La
philosophie du politique a toujours fait large place au règne animal. Mises
bout à bout en partant de la haute Antiquité, ses fables, ses allégories, ses
analogies composeraient un opulent bestiaire, auquel l’époque contemporaine, en
dépit de ses langages moins volontiers figuratifs, contribue autant que les
temps passés. La puissance mimétique du masque découverte par les sociétés
archaïques s’est ainsi conservée après la découverte de l’écriture et d’autres
outils de la communication abstraite. Un des exemples les plus fameux en est
resté le frontispice choisi par l’éditeur anglais du Léviathan de Hobbes (1651) : sous la citation en latin d'un verset du chapitre 41 du livre de Job, il fait figurer un monarque imaginaire (il s’agit du
monarque idéal tel que décrit par l’auteur). Représenté comme un géant à visage
on ne peut plus humain, le souverain couronné brandit de la main droite un
glaive de preux, de la main gauche une crosse épiscopale. Il surplombe un vaste
paysage : au pied d’une chaîne de collines, une cité opulente, au centre
d’une contrée qu’occupent sous sa protection bourgs, villages et paroisses. La
particularité du monarque – ce qui le distingue de toutes les images ordinaires
du souverain absolu – ne tient pas qu’à sa taille disproportionnée : son
corps se compose d’un fourmillement d’homoncules rangés comme des instruments
forment un orchestre. L’artifice rappelle, si l’on veut, celui des tableaux d’Arcimboldo
– à ceci près qu’il s’agit, pour donner corps au corps du souverain, de
rassembler non une diversité, mais une collectivité uniforme de petits hommes
aussi indistincts que les fourmis d’une fourmilière (comparaison chère à
Campanella) ou les abeilles d’un essaim (image chère à Mandeville). Le graveur illustrait
ainsi le théorème juridique auquel Ernst Kantorowicz donnera sa formulation la
plus élégante : Les deux corps du
roi. Manière frappante de dénoter la fonction symbolique du pouvoir : bien
qu’invisible (sinon par le biais métaphorique ou allégorique), son corps à lui,
quel que soit le régime considéré, n’a pas moins de réalité ni moins de
finalités que le corps individuel de chacun des membres de la cité. Comme si,
aujourd’hui comme hier, il fallait
décidément en passer par le fabuleux pour faire entendre l’essence intime du
pouvoir, ses arcanes, ses prestiges : connaître le simulacre par le
simulacre, et par lui seul.

> CONSIGNE A: Relevez chaque ligne ci-dessous qui contient le mot « riding ».
L'extrait et les lignes n'ont aucun rapport entre eux.

> LIGNES FOURNIES:
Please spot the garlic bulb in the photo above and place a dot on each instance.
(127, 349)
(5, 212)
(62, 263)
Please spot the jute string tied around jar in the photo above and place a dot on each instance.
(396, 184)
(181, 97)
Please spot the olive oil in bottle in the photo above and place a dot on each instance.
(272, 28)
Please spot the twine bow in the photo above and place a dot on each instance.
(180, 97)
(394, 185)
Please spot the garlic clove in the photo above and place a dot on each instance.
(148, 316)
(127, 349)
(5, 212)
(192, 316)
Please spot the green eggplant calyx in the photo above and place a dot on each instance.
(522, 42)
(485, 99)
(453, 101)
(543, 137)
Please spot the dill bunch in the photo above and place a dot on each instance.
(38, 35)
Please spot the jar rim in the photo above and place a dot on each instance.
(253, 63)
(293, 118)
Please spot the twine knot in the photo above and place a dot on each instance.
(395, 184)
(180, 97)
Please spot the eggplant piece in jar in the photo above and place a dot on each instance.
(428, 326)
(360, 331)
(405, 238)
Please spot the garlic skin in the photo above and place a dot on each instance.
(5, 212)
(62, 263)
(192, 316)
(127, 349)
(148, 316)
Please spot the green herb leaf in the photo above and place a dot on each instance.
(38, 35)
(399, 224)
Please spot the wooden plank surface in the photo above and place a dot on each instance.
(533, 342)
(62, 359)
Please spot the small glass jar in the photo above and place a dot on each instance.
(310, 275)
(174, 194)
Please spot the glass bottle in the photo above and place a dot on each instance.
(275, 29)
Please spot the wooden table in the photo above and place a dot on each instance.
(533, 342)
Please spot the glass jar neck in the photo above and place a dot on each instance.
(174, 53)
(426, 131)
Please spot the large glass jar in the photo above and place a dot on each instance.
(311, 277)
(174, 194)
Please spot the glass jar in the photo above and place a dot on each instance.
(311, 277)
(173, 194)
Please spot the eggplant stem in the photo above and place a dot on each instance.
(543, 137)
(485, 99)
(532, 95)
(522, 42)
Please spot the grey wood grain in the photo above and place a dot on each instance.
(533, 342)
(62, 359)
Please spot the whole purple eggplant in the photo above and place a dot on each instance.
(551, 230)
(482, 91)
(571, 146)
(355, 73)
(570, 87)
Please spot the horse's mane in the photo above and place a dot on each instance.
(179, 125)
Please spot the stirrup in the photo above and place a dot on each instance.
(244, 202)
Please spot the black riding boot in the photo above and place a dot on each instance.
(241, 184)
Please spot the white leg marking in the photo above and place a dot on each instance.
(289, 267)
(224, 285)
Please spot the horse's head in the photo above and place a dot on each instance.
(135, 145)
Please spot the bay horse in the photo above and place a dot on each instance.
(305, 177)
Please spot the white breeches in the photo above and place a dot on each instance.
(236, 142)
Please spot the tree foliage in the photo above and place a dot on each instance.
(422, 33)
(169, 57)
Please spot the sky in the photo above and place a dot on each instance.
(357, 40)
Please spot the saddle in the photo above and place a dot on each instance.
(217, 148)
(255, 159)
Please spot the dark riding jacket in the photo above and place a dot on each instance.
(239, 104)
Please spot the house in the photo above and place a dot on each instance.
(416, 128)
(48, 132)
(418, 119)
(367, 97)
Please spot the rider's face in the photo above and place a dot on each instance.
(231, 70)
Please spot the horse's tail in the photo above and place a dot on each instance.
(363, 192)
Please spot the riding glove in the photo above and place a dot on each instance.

> CONSIGNE B: Dans l'extrait ci-dessus, que tient le souverain du frontispice dans sa main gauche ?

> RÉPONSE ATTENDUE A:
Please spot the black riding boot in the photo above and place a dot on each instance.
Please spot the dark riding jacket in the photo above and place a dot on each instance.
Please spot the riding glove in the photo above and place a dot on each instance.

> RÉPONSE ATTENDUE B: Une crosse épiscopale.